### Supplied material

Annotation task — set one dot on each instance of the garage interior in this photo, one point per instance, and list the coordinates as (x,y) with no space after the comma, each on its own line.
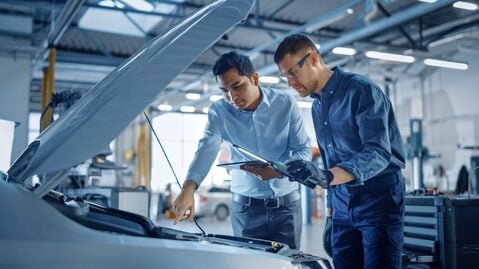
(423,54)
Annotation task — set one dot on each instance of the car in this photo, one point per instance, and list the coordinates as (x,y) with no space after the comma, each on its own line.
(43,228)
(214,201)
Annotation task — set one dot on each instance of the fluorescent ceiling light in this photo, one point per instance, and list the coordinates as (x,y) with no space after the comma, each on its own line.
(465,5)
(269,79)
(107,3)
(303,104)
(446,64)
(187,109)
(215,97)
(164,107)
(344,51)
(389,56)
(192,96)
(322,22)
(139,4)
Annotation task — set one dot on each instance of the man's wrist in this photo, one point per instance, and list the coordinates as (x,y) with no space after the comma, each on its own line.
(189,186)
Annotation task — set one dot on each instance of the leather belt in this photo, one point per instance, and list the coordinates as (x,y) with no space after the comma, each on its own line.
(273,202)
(374,184)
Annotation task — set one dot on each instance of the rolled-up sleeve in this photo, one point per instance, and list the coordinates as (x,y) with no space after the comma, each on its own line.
(298,139)
(371,116)
(208,148)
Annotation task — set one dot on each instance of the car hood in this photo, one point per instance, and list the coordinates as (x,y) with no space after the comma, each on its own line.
(104,111)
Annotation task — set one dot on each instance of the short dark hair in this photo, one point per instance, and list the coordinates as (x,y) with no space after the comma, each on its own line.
(232,59)
(292,44)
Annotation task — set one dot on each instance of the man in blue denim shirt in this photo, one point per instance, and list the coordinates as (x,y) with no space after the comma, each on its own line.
(362,150)
(265,121)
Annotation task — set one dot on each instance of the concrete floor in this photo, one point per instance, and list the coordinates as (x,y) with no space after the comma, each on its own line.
(311,239)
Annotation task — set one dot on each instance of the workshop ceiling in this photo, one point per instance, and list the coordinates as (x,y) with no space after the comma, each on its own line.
(86,53)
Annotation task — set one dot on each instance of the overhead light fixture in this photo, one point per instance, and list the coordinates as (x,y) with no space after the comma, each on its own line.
(192,96)
(446,64)
(465,5)
(215,97)
(164,107)
(389,56)
(139,5)
(303,104)
(269,79)
(344,51)
(106,3)
(331,18)
(187,109)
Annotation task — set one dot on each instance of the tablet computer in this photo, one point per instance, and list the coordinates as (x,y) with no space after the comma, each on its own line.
(237,165)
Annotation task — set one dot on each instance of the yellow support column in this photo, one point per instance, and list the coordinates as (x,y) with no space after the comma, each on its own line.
(48,86)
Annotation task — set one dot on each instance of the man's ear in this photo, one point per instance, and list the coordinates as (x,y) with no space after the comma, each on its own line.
(255,78)
(315,58)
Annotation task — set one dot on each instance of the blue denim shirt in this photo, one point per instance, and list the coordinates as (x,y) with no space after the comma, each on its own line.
(274,131)
(356,128)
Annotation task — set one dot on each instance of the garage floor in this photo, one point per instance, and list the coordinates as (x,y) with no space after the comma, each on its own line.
(211,225)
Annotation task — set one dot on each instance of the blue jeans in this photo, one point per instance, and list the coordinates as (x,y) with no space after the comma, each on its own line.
(368,224)
(252,218)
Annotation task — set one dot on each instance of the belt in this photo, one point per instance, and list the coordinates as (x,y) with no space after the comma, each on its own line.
(374,184)
(273,202)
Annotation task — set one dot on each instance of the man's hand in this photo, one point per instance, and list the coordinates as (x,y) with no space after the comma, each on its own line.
(263,172)
(185,202)
(307,173)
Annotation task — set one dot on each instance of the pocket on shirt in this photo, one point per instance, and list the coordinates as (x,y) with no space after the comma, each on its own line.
(239,207)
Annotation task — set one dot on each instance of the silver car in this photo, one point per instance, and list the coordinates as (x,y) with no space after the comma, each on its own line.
(214,201)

### What to produce
Repeat only what runs from the line holding "of the tablet" to the end of the data, keeping every line exactly as written, first and last included.

### Reply
Annotation task — set one dot on each instance of the tablet computer in this photo, one point per instance, and list the coordinates as (x,y) with no space after the comma, each on its own line.
(237,165)
Annotation task — set one dot on each instance of the yellow support column in this photo, one point per instance, and list the coordinates as (x,y) with no space after the comma, each on its own line.
(48,86)
Annotation task — set one dot on each instance of the man's ear in this photo, one point per instance, and list the coordinates as (x,y) with no space after the comma, each on its own line.
(255,78)
(315,58)
Annotation task — set one dot on each instance of the blue denim shirt in this photo, one point per instance, and list the coordinates as (x,y) with no space after the comma, each on its own line.
(274,131)
(356,128)
Annotation task — set one dot on each instance of the garage floor in this photo, one point per instance, and list the coordinates as (x,y) with no space after the comma, each on its own line.
(211,225)
Annotation task — set one dot on each instance of the blue jeans in this photo, one point per instance, and list the coordinates as (x,y) with no space after the comma, each on its own line.
(368,224)
(252,218)
Annotation task — set one dot on each instance of the belt in this photo, one point per instance, and list the coordinates as (x,y) with no space after the comma, each on its own line.
(374,184)
(273,202)
Annotation task — set one dot on each instance of the man's hand in this photo, one point per instance, and list the coordinates as (x,y) with no space after the comma, each on its own line.
(263,172)
(185,202)
(307,173)
Annotation task — set one dot on each instance of the pocket on shirt in this photo, one point per instance, and list the coordinates as (x,y) with no space after the comma, each on its own line.
(239,207)
Annotation task — set one dot on each instance of the silver car in this photo, one point per instance, and list the coordinates as (x,y) with no space after the comma, each on its own line.
(214,201)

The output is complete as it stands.